▶ **SOURCE EXTRACT**:
──────────
Smoking diabetes patients do not exhibit a higher risk of cardiovascular disease

Researchers Peder af Geijerstam, Fredrik Janryd, and Fredrik Nyström have recently conducted a research study that sheds new light on the relationship between smoking, type 2 diabetes, and cardiovascular diseases. The report challenges the existing expertise on the subject.

– It is, of course, the smoke from cigarettes that can cause cancer and fatal lung disease, not the nicotine, says Nyström, professor and chief physician at Linköping University.

For over ten years, Fredrik Nyström, together with Fredrik Janryd and Peder af Geijerstam, has collected scientific findings from 761 diabetes patients. In several statistical analyses of various risk factors for cardiovascular diseases, the researchers have observed that smoking patients with type 2 diabetes do not have a higher risk of heart attack and stroke compared to non-smoking diabetes patients. This finding was particularly interesting to the researchers because the prevailing expertise on the subject often claims the opposite – that the combination of having type 2 diabetes and being a smoker is among the most dangerous for the heart and blood vessels. With the research study as a basis, af Geijerstam, Janryd, and Nyström chose to write an article that has been published in the Journal of Cardiovascular Medicine.

The research study shows that there is no significant increase in cardiovascular disease among the smokers in the study compared to those who do not smoke. Furthermore, the study shows that of the 761 diabetes patients included, the smokers had lower resting blood pressure and lower body weight than the non-smokers.

– This aligns with previous research on nicotine reducing appetite and the weight loss it can cause, which may also lower blood pressure, explains Fredrik Nyström.

To strengthen the credibility of these results, Nyström looked at total mortality in diabetes patients. Despite the absence of increased cardiovascular disease among smokers, smoking was still linked to increased mortality overall. Nyström emphasizes that it is the smoke from cigarettes, not the nicotine itself, that is associated with cancer and lung disease.

– It is, of course, the smoke from cigarettes that can cause cancer and fatal lung disease, not nicotine, concludes Nyström.
──────────
▶ **RECORD SET**:
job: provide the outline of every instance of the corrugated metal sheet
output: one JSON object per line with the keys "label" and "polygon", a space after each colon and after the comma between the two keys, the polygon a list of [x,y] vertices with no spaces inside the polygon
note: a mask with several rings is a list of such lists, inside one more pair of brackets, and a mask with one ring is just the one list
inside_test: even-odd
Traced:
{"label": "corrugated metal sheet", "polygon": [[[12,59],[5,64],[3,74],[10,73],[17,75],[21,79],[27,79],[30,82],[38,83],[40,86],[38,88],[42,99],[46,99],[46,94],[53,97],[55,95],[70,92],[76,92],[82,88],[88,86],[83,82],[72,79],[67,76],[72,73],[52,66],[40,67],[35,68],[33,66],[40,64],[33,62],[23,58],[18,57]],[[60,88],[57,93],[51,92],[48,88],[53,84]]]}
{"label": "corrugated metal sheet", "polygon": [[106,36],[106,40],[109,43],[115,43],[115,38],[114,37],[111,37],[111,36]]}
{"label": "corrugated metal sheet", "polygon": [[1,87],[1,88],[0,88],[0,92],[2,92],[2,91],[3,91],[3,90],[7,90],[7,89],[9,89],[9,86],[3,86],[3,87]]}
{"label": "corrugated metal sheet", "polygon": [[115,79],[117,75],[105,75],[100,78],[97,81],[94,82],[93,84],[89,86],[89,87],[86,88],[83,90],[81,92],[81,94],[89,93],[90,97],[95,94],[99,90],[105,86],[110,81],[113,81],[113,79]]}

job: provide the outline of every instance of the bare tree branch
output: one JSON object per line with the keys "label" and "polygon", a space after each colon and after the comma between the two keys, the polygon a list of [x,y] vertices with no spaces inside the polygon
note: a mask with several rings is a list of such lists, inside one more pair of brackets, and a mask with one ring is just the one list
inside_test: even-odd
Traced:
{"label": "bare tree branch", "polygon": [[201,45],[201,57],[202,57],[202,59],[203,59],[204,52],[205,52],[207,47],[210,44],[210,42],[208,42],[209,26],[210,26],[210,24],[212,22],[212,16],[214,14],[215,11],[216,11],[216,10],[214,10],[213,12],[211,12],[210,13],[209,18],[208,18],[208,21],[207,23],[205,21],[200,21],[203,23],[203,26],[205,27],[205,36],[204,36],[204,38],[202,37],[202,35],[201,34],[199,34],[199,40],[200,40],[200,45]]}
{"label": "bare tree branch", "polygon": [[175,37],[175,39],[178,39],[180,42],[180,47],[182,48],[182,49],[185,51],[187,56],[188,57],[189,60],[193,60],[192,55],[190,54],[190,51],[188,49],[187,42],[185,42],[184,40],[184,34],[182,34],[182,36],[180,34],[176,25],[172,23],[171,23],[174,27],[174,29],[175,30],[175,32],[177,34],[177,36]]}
──────────
▶ **THE PROBLEM**: Condense the paragraph beginning "For over ten years" from the article on smoking and diabetes into a bulleted list that keeps its main facts. The records have no connection to the text about smoking and diabetes.

▶ **TASK ANSWER**:
- For more than ten years, Fredrik Nyström, Fredrik Janryd and Peder af Geijerstam collected scientific findings from 761 diabetes patients.
- Statistical analyses of risk factors showed that smokers with type 2 diabetes had no higher risk of heart attack and stroke than non-smoking diabetes patients.
- The finding interested the researchers because prevailing expertise often holds that type 2 diabetes combined with smoking is among the most dangerous combinations for the heart and blood vessels.
- Based on the study, the three published an article in the Journal of Cardiovascular Medicine.